Requirements: Pick out every line in the rows below that contains the string "plastic", treating uppercase and lowercase letters as different.

________________

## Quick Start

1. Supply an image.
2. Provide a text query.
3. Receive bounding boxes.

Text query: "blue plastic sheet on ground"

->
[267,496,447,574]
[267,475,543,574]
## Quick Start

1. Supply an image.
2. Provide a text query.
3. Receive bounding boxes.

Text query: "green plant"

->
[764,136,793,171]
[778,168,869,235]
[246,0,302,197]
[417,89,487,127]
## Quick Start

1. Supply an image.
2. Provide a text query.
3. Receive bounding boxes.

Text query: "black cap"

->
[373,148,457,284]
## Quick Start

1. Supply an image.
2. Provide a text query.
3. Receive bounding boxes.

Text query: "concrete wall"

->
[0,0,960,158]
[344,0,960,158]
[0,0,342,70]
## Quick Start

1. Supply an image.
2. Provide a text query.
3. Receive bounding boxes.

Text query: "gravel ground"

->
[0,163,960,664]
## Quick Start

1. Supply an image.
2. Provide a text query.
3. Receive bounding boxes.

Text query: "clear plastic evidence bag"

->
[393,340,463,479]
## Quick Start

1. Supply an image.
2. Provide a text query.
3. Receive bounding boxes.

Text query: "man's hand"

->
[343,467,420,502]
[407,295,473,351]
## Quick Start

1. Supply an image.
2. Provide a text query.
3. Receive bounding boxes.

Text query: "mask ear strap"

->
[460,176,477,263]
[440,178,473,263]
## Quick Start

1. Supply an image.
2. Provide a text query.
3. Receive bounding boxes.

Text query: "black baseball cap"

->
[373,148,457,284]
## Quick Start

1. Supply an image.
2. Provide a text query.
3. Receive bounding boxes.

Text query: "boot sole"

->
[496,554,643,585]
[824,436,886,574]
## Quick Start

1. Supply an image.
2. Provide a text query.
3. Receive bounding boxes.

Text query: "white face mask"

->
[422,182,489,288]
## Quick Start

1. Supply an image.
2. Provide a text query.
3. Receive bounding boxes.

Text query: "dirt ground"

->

________________

Answer to the task:
Text query: "blue plastic sheet on ground"
Text query: "clear plastic evidence bag"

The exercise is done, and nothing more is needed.